## Exercise
Filter the material, keeping only lines with the word "stone".

## Provided entries
--- --- ---

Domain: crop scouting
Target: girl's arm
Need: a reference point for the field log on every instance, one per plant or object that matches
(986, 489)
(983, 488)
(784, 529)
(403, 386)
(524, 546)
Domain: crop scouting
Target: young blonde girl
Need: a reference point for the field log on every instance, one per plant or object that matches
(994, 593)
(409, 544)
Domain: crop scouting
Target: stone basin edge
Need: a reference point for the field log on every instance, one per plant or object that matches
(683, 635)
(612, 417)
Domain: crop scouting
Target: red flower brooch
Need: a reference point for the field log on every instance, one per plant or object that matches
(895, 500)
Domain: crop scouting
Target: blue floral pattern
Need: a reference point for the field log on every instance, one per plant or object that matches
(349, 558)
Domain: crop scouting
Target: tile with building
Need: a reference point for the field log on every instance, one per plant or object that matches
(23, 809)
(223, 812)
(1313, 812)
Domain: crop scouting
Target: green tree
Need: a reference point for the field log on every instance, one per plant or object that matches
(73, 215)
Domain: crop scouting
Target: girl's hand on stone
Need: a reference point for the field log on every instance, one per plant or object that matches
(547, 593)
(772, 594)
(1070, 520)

--- --- ---

## Task output
Target: stone basin edge
Target: girl's hand on stone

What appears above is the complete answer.